What needs to be done:
The full set of entries should be repeated without a single change.

....................

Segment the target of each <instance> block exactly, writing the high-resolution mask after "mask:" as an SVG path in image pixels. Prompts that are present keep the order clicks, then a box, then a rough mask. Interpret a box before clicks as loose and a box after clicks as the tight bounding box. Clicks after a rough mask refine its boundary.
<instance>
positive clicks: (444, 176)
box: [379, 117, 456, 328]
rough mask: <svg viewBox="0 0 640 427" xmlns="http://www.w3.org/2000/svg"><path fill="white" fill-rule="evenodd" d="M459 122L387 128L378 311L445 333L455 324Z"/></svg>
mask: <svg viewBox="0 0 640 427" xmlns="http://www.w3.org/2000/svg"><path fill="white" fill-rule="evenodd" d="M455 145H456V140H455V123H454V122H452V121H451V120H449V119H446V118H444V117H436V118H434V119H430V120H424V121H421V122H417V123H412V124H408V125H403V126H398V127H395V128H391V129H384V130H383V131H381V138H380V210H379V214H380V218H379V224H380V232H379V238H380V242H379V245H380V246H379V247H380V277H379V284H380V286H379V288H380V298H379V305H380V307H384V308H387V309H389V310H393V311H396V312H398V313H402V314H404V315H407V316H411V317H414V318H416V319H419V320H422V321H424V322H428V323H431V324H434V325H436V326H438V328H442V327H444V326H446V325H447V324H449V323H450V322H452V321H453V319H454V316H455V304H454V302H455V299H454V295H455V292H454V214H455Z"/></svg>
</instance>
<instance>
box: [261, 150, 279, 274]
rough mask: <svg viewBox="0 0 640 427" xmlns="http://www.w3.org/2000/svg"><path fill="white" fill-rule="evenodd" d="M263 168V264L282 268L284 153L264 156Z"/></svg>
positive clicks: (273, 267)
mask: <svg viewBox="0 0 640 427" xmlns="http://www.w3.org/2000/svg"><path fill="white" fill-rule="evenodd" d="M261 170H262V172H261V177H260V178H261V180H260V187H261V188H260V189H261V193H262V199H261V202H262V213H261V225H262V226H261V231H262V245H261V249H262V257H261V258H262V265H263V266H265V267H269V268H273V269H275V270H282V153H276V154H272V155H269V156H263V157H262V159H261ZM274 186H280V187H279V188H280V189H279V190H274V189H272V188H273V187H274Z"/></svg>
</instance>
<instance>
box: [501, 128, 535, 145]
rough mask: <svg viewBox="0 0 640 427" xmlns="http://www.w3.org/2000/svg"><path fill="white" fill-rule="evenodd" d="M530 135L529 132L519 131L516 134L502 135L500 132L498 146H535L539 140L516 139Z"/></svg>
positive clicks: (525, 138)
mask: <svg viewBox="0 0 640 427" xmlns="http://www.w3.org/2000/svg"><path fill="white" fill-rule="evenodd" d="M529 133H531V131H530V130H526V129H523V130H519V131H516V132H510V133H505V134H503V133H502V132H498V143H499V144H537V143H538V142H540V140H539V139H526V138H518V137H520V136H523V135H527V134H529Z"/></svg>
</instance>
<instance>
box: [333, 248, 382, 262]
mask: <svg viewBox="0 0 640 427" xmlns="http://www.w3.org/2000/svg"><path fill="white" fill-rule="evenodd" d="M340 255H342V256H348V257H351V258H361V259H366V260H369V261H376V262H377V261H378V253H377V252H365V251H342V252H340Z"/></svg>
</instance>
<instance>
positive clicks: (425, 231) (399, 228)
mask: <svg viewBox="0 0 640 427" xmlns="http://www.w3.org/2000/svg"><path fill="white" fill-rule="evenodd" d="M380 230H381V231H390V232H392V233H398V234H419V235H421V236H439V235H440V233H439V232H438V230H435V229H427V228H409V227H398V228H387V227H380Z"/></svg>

....................

Solution for this problem:
Segment the target of each <instance> block exactly, writing the high-resolution mask after "mask:" as an SVG path in image pixels. Prompts that are present keep the order clicks, then a box, then a rough mask. Interpret a box before clicks as loose and a box after clicks as the tight bounding box. Clicks after a rough mask refine its boundary.
<instance>
positive clicks: (444, 176)
box: [379, 117, 456, 328]
rough mask: <svg viewBox="0 0 640 427" xmlns="http://www.w3.org/2000/svg"><path fill="white" fill-rule="evenodd" d="M459 122L387 128L378 311L445 333L455 324Z"/></svg>
mask: <svg viewBox="0 0 640 427" xmlns="http://www.w3.org/2000/svg"><path fill="white" fill-rule="evenodd" d="M455 145H456V140H455V123H454V122H452V121H451V120H449V119H446V118H444V117H436V118H434V119H430V120H424V121H421V122H417V123H412V124H408V125H403V126H398V127H395V128H391V129H384V130H383V131H381V138H380V210H379V214H380V218H379V224H380V232H379V238H380V242H379V245H380V246H379V247H380V277H379V284H380V286H379V288H380V298H379V305H380V307H384V308H387V309H389V310H393V311H396V312H398V313H402V314H404V315H407V316H411V317H414V318H416V319H419V320H422V321H424V322H428V323H431V324H434V325H436V326H438V328H442V327H444V326H446V325H447V324H449V323H450V322H452V321H453V319H454V316H455V304H454V302H455V299H454V295H455V292H454V214H455Z"/></svg>
</instance>
<instance>
box: [261, 150, 279, 274]
rough mask: <svg viewBox="0 0 640 427" xmlns="http://www.w3.org/2000/svg"><path fill="white" fill-rule="evenodd" d="M263 168V264L282 268L284 153L264 156Z"/></svg>
positive clicks: (273, 267)
mask: <svg viewBox="0 0 640 427" xmlns="http://www.w3.org/2000/svg"><path fill="white" fill-rule="evenodd" d="M261 170H262V172H261V177H260V178H261V180H260V187H261V188H260V189H261V193H262V199H261V202H262V213H261V225H262V226H261V231H262V245H261V249H262V257H261V258H262V265H263V266H265V267H269V268H273V269H275V270H282V153H276V154H272V155H269V156H263V157H262V159H261ZM274 186H280V187H279V188H280V189H279V190H274V189H272V188H273V187H274Z"/></svg>
</instance>
<instance>
box: [501, 128, 535, 145]
rough mask: <svg viewBox="0 0 640 427" xmlns="http://www.w3.org/2000/svg"><path fill="white" fill-rule="evenodd" d="M530 135L529 132L519 131L516 134L502 135L500 132L498 146H535L539 140L516 139Z"/></svg>
positive clicks: (525, 138)
mask: <svg viewBox="0 0 640 427" xmlns="http://www.w3.org/2000/svg"><path fill="white" fill-rule="evenodd" d="M529 133H531V131H530V130H526V129H523V130H519V131H516V132H510V133H505V134H503V133H502V132H498V143H499V144H537V143H538V142H540V140H539V139H526V138H518V137H520V136H523V135H527V134H529Z"/></svg>
</instance>
<instance>
box: [333, 248, 382, 262]
mask: <svg viewBox="0 0 640 427" xmlns="http://www.w3.org/2000/svg"><path fill="white" fill-rule="evenodd" d="M340 255H342V256H348V257H351V258H361V259H366V260H369V261H376V262H377V261H378V253H377V252H365V251H342V252H340Z"/></svg>
</instance>
<instance>
positive clicks: (425, 231) (399, 228)
mask: <svg viewBox="0 0 640 427" xmlns="http://www.w3.org/2000/svg"><path fill="white" fill-rule="evenodd" d="M380 230H381V231H390V232H392V233H398V234H419V235H421V236H439V235H440V233H439V232H438V230H435V229H427V228H409V227H398V228H387V227H380Z"/></svg>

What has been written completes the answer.